==== ITEMS

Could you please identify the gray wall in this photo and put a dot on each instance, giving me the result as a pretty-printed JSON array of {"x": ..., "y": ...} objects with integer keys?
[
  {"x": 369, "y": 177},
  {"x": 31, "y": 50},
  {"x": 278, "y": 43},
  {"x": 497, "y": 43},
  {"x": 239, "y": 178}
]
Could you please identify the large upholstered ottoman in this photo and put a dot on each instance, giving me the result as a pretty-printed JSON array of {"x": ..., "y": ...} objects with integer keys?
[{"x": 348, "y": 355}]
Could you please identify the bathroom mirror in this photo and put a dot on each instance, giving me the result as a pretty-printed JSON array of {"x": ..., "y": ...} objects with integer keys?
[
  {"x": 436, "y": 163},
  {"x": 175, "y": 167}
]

========

EXERCISE AIM. Turn the lines of the listing above into a numbered list, starting at the line that contains "Could you please identify the large" and ending at the last line of the listing, leaving out any blank lines.

REPLY TO THE TASK.
1. Could you please identify the large upholstered ottoman in this photo and put a dot on each instance, giving me the result as a pretty-printed JSON array of {"x": ..., "y": ...} objects with integer keys?
2. [{"x": 348, "y": 355}]
3. Could you please identify the bathroom mirror in this photo and put a dot on each instance, giving me the result as a pretty-printed JSON array of {"x": ..., "y": ...} objects with integer keys?
4. [
5.   {"x": 436, "y": 163},
6.   {"x": 175, "y": 167}
7. ]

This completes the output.